Directions for this task: Write out the passage on the Minnesota Fifth District primary word for word, starting at "The Democrat party" and ending at "candidate Antone Melton-Meaux.".

Passage for review:
__________
The Democrat party primary for Minnesota’s Fifth Congressional District has four challengers lined up to take on incumbent Ilhan Omar, a first-term back-bencher who has made more news related to a variety of fraudulent activity than she has made for actually doing anything within her job description.
Yesterday the Minneapolis Star-Tribune newspaper endorsed one of Omar’s challengers in the upcoming primary election, first-time candidate Antone Melton-Meaux.
The litany of fraudulent activity by Omar and her family and friends is not worth revisiting here in detail. I’m going to simply state them as facts because in my opinion there is enough supporting documentary evidence that each could be proven true in a courtroom if there was the political courage to charge the first Muslim woman ever elected to the House of Representatives with being the fraud that she is.
__________
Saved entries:
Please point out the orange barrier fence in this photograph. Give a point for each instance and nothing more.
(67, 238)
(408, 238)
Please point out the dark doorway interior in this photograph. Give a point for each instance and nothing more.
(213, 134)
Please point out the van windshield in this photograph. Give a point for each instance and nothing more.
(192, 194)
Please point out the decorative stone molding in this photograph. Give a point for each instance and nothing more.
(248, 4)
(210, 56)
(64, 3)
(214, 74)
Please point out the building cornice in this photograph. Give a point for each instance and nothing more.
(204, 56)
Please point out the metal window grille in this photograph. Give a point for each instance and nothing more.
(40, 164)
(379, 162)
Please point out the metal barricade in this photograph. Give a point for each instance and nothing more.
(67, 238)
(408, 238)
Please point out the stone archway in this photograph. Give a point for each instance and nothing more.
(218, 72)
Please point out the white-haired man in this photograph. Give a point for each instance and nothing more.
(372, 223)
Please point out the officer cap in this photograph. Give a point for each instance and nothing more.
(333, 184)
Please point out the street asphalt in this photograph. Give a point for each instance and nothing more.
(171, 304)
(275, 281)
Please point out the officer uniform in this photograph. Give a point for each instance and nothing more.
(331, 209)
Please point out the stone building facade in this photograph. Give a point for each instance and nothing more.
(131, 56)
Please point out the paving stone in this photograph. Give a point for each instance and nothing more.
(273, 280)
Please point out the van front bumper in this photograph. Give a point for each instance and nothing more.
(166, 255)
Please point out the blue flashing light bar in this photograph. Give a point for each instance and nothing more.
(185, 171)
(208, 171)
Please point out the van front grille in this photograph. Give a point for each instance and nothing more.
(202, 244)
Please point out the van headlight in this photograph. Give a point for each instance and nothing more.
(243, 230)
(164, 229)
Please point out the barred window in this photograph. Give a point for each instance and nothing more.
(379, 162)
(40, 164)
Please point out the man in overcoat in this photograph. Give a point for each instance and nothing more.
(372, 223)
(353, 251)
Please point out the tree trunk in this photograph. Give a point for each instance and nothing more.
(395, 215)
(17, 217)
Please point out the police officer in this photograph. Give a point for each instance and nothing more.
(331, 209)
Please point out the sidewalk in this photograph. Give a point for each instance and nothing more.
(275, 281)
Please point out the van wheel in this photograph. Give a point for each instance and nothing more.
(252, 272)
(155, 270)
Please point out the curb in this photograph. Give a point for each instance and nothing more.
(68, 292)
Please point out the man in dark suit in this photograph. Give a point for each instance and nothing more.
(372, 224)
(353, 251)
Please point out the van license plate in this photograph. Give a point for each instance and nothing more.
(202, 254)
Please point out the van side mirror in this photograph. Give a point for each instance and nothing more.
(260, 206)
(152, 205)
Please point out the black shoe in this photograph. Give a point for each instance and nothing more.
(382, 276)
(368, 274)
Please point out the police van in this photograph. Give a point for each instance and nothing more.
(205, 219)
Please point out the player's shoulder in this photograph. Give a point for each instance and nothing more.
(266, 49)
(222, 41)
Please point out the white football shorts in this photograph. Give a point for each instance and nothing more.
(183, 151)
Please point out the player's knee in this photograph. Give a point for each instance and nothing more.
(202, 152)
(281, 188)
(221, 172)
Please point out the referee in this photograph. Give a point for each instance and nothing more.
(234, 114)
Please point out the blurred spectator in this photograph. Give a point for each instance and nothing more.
__________
Completed task:
The Democrat party primary for Minnesota’s Fifth Congressional District has four challengers lined up to take on incumbent Ilhan Omar, a first-term back-bencher who has made more news related to a variety of fraudulent activity than she has made for actually doing anything within her job description.
Yesterday the Minneapolis Star-Tribune newspaper endorsed one of Omar’s challengers in the upcoming primary election, first-time candidate Antone Melton-Meaux.